• Your task
Look through the data below for the line with "464, row 655.", and transcribe it exactly together with each line after it up to and including the line with "349, row 9.". Give nothing else.
[[ Supplied data, beginning ]]
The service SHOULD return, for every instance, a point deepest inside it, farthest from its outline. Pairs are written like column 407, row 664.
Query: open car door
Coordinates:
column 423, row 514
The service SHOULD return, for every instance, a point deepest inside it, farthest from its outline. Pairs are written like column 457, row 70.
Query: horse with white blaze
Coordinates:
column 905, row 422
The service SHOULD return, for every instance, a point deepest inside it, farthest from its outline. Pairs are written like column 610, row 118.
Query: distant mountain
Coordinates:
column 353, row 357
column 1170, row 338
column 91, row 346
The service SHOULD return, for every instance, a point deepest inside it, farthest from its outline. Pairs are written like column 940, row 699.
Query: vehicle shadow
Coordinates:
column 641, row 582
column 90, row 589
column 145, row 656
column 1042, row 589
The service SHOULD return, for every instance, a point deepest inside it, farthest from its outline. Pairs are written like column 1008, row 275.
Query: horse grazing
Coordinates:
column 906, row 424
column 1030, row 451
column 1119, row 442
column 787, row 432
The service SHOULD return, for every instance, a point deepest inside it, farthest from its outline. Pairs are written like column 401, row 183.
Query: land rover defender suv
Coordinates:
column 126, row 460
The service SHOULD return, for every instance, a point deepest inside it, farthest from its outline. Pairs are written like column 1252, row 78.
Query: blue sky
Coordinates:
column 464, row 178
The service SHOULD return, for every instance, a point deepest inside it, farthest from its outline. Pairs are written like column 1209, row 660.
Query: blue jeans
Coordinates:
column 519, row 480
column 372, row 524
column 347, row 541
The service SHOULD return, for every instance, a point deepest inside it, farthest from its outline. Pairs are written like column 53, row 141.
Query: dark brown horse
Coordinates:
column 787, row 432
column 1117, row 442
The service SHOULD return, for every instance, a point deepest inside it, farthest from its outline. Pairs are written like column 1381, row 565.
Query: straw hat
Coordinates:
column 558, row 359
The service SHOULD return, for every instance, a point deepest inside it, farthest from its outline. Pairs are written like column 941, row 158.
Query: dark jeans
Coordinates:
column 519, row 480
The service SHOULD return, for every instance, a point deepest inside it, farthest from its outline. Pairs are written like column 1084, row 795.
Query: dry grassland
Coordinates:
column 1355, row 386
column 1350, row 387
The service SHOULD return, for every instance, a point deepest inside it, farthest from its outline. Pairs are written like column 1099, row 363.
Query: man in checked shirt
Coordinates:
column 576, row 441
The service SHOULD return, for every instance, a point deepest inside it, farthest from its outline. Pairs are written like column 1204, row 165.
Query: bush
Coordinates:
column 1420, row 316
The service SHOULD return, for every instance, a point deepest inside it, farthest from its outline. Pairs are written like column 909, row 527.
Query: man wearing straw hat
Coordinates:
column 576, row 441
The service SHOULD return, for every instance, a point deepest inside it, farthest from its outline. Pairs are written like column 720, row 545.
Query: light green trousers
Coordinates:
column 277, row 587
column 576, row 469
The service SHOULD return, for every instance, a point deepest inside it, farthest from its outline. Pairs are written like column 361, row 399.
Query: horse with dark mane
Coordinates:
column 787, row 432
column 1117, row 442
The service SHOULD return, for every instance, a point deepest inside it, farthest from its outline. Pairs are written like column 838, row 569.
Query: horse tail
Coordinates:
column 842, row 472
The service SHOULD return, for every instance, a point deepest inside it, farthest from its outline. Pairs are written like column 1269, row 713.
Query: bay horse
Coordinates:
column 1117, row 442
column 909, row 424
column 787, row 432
[[ Supplied data, end ]]
[[ Supplied data, beginning ]]
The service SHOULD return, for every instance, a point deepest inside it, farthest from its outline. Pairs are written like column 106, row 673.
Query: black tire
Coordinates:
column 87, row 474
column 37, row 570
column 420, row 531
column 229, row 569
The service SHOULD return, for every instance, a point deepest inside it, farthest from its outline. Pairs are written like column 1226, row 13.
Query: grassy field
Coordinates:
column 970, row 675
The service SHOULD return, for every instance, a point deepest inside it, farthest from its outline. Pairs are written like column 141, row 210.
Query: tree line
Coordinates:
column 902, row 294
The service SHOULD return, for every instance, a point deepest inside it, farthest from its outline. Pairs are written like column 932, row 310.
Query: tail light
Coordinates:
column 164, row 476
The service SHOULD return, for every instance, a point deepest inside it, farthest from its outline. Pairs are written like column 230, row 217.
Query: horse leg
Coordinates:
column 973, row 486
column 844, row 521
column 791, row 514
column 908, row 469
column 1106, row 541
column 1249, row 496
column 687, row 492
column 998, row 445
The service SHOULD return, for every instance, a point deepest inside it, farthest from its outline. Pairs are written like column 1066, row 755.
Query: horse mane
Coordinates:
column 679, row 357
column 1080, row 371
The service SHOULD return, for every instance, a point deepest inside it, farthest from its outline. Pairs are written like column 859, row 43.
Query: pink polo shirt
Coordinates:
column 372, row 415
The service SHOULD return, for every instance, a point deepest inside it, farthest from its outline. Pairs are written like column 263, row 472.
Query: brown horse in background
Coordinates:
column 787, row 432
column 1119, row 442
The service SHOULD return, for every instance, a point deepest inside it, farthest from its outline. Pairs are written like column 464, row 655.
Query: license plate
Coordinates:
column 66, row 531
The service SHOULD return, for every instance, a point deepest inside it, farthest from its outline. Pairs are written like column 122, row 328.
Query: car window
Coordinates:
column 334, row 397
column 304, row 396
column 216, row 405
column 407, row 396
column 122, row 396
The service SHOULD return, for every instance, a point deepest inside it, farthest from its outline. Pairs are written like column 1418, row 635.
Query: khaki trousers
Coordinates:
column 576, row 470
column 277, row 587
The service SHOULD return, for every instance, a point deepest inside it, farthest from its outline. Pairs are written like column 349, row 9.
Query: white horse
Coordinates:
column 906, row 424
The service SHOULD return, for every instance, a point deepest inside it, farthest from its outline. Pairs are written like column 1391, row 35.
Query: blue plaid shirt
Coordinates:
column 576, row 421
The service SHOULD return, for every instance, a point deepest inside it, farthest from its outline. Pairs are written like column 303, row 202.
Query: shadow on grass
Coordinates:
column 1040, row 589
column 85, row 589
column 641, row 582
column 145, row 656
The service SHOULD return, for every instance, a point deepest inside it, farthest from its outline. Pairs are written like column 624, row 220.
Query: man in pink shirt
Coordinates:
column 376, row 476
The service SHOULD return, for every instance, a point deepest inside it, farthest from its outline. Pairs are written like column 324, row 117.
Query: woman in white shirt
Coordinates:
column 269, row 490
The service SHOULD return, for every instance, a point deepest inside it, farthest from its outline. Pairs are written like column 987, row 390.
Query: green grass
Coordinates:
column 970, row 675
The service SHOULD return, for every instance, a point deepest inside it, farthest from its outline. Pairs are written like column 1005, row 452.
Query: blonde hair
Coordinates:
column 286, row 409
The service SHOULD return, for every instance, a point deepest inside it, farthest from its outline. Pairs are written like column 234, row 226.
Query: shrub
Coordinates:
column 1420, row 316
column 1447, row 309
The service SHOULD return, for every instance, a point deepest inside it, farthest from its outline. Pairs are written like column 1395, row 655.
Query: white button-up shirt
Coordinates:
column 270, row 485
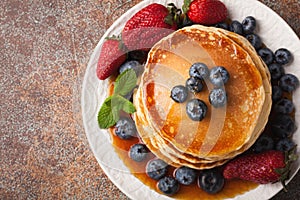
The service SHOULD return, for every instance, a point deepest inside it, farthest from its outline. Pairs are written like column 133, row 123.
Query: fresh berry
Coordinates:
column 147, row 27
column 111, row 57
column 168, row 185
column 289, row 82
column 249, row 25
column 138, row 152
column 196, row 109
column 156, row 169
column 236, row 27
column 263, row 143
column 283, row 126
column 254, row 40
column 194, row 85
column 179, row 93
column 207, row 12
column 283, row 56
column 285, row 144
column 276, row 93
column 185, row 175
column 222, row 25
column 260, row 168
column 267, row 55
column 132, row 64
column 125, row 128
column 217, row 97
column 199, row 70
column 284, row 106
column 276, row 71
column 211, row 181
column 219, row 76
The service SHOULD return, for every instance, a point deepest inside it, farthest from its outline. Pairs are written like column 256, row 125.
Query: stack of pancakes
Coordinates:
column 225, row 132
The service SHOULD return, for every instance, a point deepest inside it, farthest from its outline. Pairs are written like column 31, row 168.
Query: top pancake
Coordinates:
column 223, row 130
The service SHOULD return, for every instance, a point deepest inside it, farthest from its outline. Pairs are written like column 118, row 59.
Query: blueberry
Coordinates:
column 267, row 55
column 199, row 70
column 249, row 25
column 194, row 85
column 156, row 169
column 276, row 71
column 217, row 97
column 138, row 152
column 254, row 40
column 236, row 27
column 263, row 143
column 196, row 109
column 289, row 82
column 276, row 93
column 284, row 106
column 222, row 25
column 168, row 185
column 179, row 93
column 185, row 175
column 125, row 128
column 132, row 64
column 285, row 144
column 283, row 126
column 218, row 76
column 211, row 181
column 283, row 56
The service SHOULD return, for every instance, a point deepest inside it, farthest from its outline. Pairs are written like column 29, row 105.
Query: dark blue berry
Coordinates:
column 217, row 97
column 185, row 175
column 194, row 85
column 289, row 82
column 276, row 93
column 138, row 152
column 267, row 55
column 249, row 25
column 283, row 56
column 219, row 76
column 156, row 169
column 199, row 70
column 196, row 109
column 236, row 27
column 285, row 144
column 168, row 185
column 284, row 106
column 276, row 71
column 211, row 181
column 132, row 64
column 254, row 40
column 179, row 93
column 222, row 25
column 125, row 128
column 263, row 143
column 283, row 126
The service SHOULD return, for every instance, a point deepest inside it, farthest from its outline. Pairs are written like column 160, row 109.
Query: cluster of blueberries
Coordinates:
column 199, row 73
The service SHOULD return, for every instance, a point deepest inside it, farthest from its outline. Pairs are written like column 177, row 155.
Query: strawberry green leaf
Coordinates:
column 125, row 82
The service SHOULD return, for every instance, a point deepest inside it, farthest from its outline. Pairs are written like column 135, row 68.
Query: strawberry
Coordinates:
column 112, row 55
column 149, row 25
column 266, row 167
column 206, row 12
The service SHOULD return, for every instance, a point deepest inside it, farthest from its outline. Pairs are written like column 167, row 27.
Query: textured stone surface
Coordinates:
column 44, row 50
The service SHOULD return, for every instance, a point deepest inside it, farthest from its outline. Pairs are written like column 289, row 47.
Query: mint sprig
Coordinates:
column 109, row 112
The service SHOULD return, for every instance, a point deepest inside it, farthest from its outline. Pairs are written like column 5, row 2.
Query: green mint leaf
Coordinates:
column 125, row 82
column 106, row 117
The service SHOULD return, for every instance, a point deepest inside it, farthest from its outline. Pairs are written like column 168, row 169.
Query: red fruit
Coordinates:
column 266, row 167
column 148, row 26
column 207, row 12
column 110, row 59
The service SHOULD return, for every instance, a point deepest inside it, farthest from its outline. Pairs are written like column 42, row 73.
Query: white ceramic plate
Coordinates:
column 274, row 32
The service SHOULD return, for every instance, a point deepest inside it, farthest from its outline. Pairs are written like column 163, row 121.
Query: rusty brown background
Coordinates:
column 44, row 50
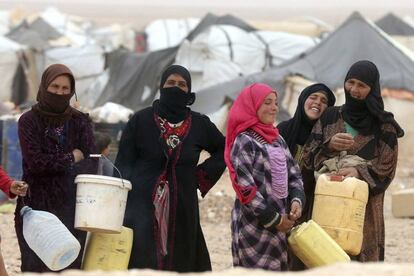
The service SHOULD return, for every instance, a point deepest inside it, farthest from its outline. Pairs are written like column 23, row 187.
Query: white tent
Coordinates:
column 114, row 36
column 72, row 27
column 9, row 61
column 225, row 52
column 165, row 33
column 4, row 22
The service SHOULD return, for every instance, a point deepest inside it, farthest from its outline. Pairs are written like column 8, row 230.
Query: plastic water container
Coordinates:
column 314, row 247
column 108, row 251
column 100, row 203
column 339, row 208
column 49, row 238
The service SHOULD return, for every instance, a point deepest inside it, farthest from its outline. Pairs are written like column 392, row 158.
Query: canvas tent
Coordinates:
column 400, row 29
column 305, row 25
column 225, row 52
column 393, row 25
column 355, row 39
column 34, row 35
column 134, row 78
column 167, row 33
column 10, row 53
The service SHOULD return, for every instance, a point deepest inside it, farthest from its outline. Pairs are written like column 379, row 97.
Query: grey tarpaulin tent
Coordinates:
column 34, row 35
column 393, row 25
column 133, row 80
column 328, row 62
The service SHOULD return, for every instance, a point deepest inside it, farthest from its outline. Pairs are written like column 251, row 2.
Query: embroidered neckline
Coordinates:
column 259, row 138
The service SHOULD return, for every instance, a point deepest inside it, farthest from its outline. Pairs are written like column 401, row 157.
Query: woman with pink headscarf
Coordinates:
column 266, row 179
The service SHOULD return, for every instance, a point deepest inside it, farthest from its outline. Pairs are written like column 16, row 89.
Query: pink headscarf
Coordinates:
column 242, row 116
[[ Supplied data, end ]]
• Task output
The service SHOULD return, for every instance, a point deepest inside it, farthest from its outline. Pairs are written like column 464, row 655.
Query: license plate
Coordinates:
column 66, row 531
The service SHOULD return, for every instance, a point deepest inside it, farthest from its outline. Pairs are written like column 122, row 328.
Query: car window
Coordinates:
column 334, row 397
column 304, row 396
column 216, row 405
column 407, row 396
column 122, row 396
The service SHOULD return, for every instance, a point deepest inside it, farthest from its outline. Pairs are written like column 1418, row 635.
Query: khaki trousers
Coordinates:
column 576, row 470
column 277, row 587
The service SHOULD return, for every instance, a point deepest inside it, farthest from its outline. Pairs are written like column 349, row 9.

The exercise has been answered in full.